*** Block opens ***
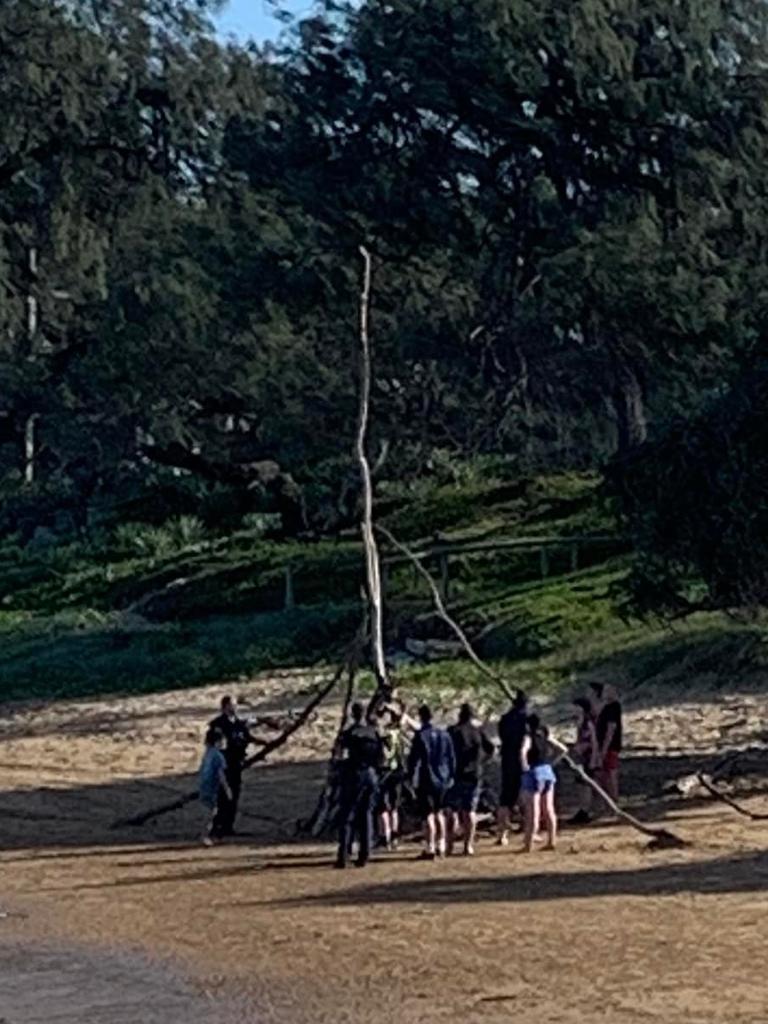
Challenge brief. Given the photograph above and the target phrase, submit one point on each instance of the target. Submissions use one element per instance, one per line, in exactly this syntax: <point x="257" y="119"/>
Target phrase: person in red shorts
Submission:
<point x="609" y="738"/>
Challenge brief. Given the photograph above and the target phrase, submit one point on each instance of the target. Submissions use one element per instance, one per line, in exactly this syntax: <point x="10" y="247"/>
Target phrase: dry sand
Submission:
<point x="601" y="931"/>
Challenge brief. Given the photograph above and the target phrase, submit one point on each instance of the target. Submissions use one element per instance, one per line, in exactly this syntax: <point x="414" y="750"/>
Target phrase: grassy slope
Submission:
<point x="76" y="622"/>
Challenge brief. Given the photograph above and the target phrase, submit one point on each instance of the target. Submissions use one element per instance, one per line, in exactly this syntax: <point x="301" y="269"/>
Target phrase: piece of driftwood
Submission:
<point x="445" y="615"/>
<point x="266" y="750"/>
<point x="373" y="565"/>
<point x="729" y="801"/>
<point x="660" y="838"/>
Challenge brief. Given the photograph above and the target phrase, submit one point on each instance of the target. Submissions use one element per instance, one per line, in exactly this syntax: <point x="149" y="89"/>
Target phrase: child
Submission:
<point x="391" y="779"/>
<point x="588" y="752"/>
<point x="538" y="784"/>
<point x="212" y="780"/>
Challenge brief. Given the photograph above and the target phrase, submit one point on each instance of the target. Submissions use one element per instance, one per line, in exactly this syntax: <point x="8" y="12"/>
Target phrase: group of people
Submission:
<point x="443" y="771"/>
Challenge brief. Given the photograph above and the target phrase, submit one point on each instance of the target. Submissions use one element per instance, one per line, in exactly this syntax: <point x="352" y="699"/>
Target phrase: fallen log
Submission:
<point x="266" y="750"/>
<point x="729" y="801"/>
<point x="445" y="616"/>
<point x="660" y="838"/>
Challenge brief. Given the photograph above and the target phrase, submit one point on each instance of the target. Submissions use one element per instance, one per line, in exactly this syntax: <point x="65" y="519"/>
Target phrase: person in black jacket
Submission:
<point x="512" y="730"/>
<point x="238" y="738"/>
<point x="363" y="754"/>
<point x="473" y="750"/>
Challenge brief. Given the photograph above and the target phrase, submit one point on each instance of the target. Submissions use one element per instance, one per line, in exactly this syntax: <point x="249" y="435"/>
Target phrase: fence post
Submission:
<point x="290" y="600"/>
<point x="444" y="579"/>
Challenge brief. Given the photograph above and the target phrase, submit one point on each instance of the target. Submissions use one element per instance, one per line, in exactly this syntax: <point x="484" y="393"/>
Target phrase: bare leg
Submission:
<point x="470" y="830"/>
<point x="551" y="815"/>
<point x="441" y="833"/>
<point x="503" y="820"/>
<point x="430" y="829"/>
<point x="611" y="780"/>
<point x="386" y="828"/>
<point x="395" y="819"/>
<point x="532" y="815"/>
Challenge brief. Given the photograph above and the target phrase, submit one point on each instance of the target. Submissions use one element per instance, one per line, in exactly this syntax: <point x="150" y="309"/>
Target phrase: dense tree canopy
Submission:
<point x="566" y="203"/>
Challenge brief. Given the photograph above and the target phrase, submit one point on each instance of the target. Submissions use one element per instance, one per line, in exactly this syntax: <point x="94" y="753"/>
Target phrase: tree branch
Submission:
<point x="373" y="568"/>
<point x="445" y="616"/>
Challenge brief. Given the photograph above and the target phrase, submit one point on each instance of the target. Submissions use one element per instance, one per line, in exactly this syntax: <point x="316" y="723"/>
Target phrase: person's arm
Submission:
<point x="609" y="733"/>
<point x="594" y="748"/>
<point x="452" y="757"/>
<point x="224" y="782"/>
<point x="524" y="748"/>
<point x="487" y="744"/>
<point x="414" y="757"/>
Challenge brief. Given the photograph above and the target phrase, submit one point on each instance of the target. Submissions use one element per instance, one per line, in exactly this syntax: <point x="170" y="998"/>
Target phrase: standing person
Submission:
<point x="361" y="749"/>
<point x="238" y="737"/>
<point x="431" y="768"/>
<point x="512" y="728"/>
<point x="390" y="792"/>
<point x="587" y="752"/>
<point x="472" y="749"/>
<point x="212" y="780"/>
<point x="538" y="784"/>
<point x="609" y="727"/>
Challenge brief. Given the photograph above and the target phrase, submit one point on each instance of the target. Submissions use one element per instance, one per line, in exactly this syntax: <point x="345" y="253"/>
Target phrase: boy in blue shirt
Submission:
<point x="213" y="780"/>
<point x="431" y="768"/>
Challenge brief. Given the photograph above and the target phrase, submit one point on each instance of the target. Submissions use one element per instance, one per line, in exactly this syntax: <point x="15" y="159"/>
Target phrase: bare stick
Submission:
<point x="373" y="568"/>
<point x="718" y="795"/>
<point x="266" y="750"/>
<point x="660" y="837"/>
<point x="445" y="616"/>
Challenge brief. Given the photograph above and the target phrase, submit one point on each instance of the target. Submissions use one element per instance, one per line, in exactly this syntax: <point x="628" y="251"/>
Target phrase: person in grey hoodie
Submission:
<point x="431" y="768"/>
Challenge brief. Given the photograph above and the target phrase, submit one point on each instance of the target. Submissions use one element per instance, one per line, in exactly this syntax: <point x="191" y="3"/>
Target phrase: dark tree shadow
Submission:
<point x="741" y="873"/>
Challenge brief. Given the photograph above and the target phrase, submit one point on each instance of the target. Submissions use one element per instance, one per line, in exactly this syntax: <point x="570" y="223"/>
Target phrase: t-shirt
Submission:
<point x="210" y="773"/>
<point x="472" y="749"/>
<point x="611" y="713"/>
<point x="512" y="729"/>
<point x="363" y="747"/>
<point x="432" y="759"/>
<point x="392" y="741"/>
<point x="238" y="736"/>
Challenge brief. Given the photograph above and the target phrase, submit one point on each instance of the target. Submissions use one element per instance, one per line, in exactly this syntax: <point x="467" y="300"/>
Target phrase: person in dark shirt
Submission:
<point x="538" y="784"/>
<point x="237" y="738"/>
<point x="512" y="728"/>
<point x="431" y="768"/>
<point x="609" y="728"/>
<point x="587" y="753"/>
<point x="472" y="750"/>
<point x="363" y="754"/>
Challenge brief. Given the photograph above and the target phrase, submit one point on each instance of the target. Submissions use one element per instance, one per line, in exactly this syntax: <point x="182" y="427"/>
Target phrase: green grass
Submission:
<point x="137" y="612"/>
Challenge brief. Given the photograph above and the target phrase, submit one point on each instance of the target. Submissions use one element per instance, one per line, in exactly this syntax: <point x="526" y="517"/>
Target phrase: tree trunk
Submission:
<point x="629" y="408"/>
*** Block closes ***
Required action
Each line above should be written out again unchanged; no images are to be carried over.

Response area
Challenge brief. Given the photograph above and the target phrase, submit one point on each instance of the target. Submissions use one element per instance, one per line, in exactly this syntax: <point x="257" y="119"/>
Target phrase: person in red shorts
Submission:
<point x="609" y="738"/>
Challenge brief. Given the photograph above and the target phrase, submit one point on each instance of the target. Submissions use one element per instance, one per line, in exactly this syntax: <point x="10" y="247"/>
Target phrase: dry sand
Submission:
<point x="601" y="931"/>
Challenge brief. Given the photograph above and the target phrase, submit one point on each instance of the target. Submissions use one element per instance, one per line, in exactly this syntax: <point x="414" y="750"/>
Target phrase: grassy slope
Submission:
<point x="76" y="622"/>
Challenge brief. Given the photograph above and the target phrase, submit one point on each instance of the target. Submissions use one element per instance, one per line, in exactly this syntax: <point x="301" y="269"/>
Target phrase: piece of driftwood
Submission:
<point x="445" y="615"/>
<point x="266" y="750"/>
<point x="373" y="565"/>
<point x="729" y="801"/>
<point x="660" y="838"/>
Challenge brief. Given the photograph above and the target phrase, submit one point on each instance of the target. Submissions use one element per instance, one per line, in exactly this syntax: <point x="149" y="89"/>
Target phrase: child
Submission:
<point x="391" y="779"/>
<point x="588" y="752"/>
<point x="538" y="784"/>
<point x="212" y="780"/>
Challenge brief. Given the photograph above and the target phrase, submit one point on each instance of the target. Submissions use one element per instance, one per line, in exactly this syntax: <point x="8" y="12"/>
Target phrase: group of people
Submission:
<point x="443" y="771"/>
Challenge brief. Given the photograph above and the target phrase, submit one point on each instance of the target. Submissions use one element per instance, one per line, in exactly this syntax: <point x="352" y="699"/>
Target phrase: fallen log
Submission:
<point x="266" y="750"/>
<point x="729" y="801"/>
<point x="445" y="616"/>
<point x="660" y="838"/>
Challenge brief. Given the photograph above and the target phrase, submit one point on each instance of the target. Submissions use one element per instance, one per line, in exactly this syntax: <point x="65" y="519"/>
Target phrase: person in black jacket
Submission:
<point x="512" y="730"/>
<point x="238" y="738"/>
<point x="363" y="754"/>
<point x="473" y="750"/>
Challenge brief. Given the photograph above and the target phrase, submit one point on each instance of the target. Submissions use one element per instance, one per line, in exactly this syntax: <point x="249" y="435"/>
Target phrase: fence post
Submission:
<point x="290" y="600"/>
<point x="444" y="579"/>
Challenge brief. Given the photograph above and the target phrase, submit one point on each instance of the target. Submissions use one element per instance, one per line, in exactly this syntax: <point x="484" y="393"/>
Target phrase: bare leg
Submission:
<point x="470" y="830"/>
<point x="551" y="815"/>
<point x="441" y="833"/>
<point x="503" y="820"/>
<point x="430" y="829"/>
<point x="611" y="780"/>
<point x="386" y="828"/>
<point x="395" y="819"/>
<point x="532" y="815"/>
Challenge brief. Given the photograph above and the target phrase, submit one point on each instance of the target. Submissions use one element per instance, one per line, in exactly this syntax: <point x="150" y="309"/>
Target phrase: dense tree canopy
Submission:
<point x="566" y="203"/>
Challenge brief. Given the photograph above and the target phrase, submit one point on each instance of the target. Submissions use one element per instance, one per line, in exactly this syntax: <point x="94" y="753"/>
Target phrase: tree branch
Submission:
<point x="373" y="568"/>
<point x="445" y="616"/>
Challenge brief. Given the photograph above and the target phrase, submit one point on each instance of the target. Submissions use one element per instance, one per line, in exactly this syntax: <point x="316" y="723"/>
Target phrase: person's arm
Submission:
<point x="609" y="733"/>
<point x="594" y="748"/>
<point x="452" y="757"/>
<point x="224" y="782"/>
<point x="524" y="748"/>
<point x="487" y="744"/>
<point x="414" y="757"/>
Challenge brief. Given the photograph above and the target phrase, submit one point on each instance of the target. Submissions use one element per instance, one per line, in exactly this syntax: <point x="170" y="998"/>
Target phrase: standing person
Submission:
<point x="361" y="749"/>
<point x="238" y="737"/>
<point x="431" y="768"/>
<point x="512" y="728"/>
<point x="390" y="792"/>
<point x="587" y="752"/>
<point x="472" y="749"/>
<point x="212" y="780"/>
<point x="538" y="784"/>
<point x="609" y="727"/>
Challenge brief. Given the photograph above and the target phrase, submit one point on each instance of the target. Submissions use one element per instance, one per line, in exactly this syntax: <point x="345" y="253"/>
Target phrase: boy in blue shirt
Submission:
<point x="213" y="780"/>
<point x="431" y="768"/>
Challenge brief. Given the photograph above and the target phrase, submit one point on each instance of the target. Submissions use one element per instance, one per line, in exactly this syntax: <point x="15" y="159"/>
Target phrase: bare stick
Submission:
<point x="373" y="568"/>
<point x="718" y="795"/>
<point x="266" y="750"/>
<point x="660" y="837"/>
<point x="445" y="616"/>
Challenge brief. Given the photograph above and the target phrase, submit one point on each instance of the target. Submissions use one element per instance, one per line, in exactly this syntax: <point x="628" y="251"/>
Target phrase: person in grey hoodie
Submission:
<point x="431" y="768"/>
Challenge brief. Given the photograph above and the target phrase, submit one point on each instance of the target. Submissions use one element per instance, one per line, in exactly this syntax: <point x="191" y="3"/>
Target phrase: dark tree shadow
Submission:
<point x="741" y="873"/>
Challenge brief. Given the photograph above and the target phrase, submit one point on each instance of the target. Submissions use one element per instance, one per line, in exactly this syntax: <point x="570" y="223"/>
Target phrase: t-shirt
Submission:
<point x="210" y="773"/>
<point x="472" y="749"/>
<point x="611" y="713"/>
<point x="512" y="729"/>
<point x="363" y="747"/>
<point x="432" y="759"/>
<point x="392" y="741"/>
<point x="238" y="736"/>
Challenge brief. Given the photograph above and the target phrase, submit one point on each instance of the target. Submissions use one element per instance, one per line, in exactly this syntax: <point x="467" y="300"/>
Target phrase: person in dark shirt
Submission:
<point x="538" y="784"/>
<point x="237" y="738"/>
<point x="512" y="728"/>
<point x="431" y="768"/>
<point x="609" y="728"/>
<point x="587" y="753"/>
<point x="472" y="750"/>
<point x="363" y="754"/>
Challenge brief. Given the photograph above and the target phrase, submit one point on each instance of the target. Submissions use one element per instance, one per line, in exactly this syntax: <point x="182" y="427"/>
Target phrase: green grass
Submission:
<point x="137" y="612"/>
Challenge brief. Given the photograph above and the target phrase, submit one point on each instance of the target. Submissions use one element per instance, one per line, in exactly this syntax: <point x="526" y="517"/>
Target phrase: tree trunk
Submission:
<point x="629" y="408"/>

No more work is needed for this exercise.